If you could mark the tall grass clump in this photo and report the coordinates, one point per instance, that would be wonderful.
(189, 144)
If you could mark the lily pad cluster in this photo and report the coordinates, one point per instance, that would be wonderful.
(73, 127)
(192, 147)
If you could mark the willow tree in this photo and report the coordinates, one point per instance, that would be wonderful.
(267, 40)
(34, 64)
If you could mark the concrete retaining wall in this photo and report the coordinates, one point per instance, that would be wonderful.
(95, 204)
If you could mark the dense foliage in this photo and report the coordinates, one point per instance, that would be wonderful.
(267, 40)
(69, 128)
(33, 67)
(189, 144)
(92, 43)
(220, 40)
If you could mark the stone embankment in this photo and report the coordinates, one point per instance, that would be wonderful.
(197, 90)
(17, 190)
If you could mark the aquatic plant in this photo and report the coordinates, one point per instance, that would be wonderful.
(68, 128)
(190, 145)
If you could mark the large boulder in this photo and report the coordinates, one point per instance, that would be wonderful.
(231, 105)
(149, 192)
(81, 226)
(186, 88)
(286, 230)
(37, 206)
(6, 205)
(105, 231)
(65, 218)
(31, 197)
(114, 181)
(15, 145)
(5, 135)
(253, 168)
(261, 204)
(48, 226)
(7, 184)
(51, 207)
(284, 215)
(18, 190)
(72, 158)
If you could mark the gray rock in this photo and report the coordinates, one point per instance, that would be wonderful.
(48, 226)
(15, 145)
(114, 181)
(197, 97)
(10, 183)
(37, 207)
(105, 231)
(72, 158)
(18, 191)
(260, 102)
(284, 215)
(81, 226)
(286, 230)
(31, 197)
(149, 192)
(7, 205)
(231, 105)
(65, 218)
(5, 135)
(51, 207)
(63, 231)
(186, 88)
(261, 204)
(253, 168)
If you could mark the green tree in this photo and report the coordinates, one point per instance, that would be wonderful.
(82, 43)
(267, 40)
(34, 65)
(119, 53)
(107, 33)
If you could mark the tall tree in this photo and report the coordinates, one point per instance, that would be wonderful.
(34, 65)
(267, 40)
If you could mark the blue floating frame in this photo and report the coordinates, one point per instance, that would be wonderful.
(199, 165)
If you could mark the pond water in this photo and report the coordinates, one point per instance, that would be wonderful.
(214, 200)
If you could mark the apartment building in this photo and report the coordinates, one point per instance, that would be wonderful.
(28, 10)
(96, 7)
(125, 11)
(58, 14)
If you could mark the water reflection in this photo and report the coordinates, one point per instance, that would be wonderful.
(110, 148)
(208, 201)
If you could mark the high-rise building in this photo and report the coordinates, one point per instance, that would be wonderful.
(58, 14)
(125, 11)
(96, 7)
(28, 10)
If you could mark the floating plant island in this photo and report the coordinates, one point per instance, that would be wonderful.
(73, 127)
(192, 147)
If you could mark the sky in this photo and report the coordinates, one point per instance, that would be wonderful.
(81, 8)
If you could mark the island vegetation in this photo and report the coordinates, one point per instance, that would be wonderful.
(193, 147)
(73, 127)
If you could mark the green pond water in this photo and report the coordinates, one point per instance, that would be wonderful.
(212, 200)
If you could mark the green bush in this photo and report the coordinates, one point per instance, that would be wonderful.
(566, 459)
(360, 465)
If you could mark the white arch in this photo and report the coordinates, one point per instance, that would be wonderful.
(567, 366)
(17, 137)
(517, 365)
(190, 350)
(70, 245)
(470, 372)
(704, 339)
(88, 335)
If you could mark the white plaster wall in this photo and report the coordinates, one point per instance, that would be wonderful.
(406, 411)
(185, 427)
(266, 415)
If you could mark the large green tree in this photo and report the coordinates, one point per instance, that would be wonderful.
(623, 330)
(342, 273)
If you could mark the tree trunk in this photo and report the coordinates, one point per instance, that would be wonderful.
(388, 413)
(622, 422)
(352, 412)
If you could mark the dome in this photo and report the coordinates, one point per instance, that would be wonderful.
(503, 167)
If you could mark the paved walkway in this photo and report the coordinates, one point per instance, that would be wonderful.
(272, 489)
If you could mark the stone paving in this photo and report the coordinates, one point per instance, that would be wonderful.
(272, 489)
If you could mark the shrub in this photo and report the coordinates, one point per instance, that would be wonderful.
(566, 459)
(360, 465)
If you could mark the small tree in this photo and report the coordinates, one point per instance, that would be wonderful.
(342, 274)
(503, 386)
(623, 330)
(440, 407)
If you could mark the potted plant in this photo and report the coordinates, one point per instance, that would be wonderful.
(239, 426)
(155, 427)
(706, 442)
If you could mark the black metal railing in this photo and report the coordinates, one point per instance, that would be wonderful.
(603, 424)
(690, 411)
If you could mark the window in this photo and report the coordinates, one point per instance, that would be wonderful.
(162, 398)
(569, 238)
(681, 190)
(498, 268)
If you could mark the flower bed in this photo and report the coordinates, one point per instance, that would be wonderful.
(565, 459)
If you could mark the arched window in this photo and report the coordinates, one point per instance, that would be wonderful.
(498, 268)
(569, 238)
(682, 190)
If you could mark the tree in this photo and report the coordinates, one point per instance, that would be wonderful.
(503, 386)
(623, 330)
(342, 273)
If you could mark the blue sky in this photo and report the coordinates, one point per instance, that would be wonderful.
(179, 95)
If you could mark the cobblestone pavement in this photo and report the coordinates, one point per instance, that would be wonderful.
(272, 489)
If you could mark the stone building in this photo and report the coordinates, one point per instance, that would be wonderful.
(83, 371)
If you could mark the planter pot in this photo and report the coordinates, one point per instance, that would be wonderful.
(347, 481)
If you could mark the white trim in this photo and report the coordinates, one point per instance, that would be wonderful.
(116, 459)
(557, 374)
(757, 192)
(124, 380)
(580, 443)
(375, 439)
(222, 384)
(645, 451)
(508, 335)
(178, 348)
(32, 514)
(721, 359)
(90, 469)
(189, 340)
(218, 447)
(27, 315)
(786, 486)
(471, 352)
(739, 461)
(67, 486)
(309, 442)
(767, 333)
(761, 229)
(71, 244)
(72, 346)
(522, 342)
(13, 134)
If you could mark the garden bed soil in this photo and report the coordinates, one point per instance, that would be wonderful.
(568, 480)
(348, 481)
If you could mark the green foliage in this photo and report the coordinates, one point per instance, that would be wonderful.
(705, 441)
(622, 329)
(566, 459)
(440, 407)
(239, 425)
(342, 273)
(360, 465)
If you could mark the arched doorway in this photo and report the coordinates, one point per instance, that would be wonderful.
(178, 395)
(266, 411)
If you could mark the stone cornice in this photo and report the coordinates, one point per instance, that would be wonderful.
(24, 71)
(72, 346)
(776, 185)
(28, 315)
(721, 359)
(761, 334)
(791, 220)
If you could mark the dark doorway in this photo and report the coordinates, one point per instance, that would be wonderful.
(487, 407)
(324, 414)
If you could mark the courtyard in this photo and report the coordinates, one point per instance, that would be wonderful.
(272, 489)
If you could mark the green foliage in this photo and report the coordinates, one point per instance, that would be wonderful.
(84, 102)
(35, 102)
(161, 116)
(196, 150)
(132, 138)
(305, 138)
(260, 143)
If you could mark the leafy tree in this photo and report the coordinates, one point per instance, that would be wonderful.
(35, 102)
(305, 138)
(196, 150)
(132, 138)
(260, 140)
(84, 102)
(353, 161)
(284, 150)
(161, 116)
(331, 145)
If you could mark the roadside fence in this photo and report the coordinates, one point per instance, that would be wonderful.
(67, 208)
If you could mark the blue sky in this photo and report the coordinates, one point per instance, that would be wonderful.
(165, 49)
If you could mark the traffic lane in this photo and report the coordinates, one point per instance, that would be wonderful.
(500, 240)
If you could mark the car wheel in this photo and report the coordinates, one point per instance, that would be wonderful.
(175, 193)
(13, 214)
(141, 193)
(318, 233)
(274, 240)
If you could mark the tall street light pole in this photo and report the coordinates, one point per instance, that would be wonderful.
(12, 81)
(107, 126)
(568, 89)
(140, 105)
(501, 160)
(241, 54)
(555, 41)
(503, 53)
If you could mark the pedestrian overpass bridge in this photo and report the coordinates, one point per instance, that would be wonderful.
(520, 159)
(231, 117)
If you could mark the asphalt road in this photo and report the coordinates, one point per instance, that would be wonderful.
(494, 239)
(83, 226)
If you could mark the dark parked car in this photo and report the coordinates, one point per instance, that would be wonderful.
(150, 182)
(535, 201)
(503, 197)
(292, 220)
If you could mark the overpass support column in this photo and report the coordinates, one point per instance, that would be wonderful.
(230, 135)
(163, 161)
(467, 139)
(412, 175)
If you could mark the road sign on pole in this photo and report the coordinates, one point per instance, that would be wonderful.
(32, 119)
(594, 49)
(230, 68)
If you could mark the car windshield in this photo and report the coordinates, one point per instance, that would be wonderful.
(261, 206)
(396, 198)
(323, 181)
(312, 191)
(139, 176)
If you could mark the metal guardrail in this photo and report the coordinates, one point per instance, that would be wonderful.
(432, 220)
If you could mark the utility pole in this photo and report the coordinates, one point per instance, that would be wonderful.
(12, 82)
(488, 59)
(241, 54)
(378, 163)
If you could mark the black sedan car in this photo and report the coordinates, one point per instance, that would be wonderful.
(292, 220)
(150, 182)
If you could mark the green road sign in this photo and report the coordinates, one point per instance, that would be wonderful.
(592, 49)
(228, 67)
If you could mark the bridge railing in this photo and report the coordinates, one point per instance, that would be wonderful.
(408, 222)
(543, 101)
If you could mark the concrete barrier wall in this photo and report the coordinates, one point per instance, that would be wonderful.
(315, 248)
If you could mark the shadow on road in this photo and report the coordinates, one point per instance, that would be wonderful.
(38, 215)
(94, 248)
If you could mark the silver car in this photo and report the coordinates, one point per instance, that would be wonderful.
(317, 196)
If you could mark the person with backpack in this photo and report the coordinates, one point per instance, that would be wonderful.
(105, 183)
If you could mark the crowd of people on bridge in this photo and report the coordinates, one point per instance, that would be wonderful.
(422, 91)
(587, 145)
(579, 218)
◇ ◇ ◇ ◇ ◇
WRITTEN PROBLEM:
Reproduce, word for word, only the lines from the one that contains "If you could mark the asphalt" through the final line.

RESULT:
If you could mark the asphalt road in this photo and report the coordinates, one point per instance, that would be wonderful.
(494, 239)
(83, 226)
If you could mark the dark parked car in this photo and report the coordinates, one point per instance, that would be wonderful.
(150, 182)
(535, 201)
(503, 197)
(292, 220)
If you could mark the overpass support column in this photo and report the coordinates, one point per instance, that would be wonderful.
(230, 135)
(163, 161)
(467, 139)
(412, 175)
If you could mark the road sign on pole in this photo and report the coordinates, one point per instance, that would be wonderful.
(32, 119)
(594, 49)
(230, 68)
If you could mark the car windshield in this photo and report the coordinates, one point per instance, that would be wonderful.
(261, 206)
(396, 198)
(323, 181)
(312, 191)
(139, 176)
If you could mark the metal guardrail in this photo and report the coordinates, one point per instance, that would be wonderful.
(432, 220)
If you could mark the utility pole in this photo and report the coordinates, one point per instance, that would be wonderful.
(12, 82)
(488, 59)
(241, 54)
(378, 163)
If you could mark the black sedan car in this photo and report the coordinates, one point per instance, that would be wonderful.
(292, 220)
(150, 182)
If you could mark the green road sign in this photo and report the coordinates, one point per instance, that would be wonderful.
(592, 49)
(228, 67)
If you could mark the bridge railing in this photo and report the coordinates, one point per instance, that would be wonderful.
(408, 222)
(543, 101)
If you could mark the concrete barrier wall in this photo and report the coordinates, one point per instance, that would be wonderful.
(315, 248)
If you could mark the shadow on road in this photo and report the coordinates, one point per instance, that would be wonderful.
(38, 215)
(94, 248)
If you could mark the silver car in this photo and report the coordinates, one point per instance, that would be wonderful.
(317, 196)
If you could mark the person with backpack in this photo and report the coordinates, one point per instance, that would be wonderful.
(105, 183)
If you could mark the crowd of people on bridge in this photo and report the coordinates, one point per instance, that would be wonderful.
(422, 91)
(587, 145)
(579, 218)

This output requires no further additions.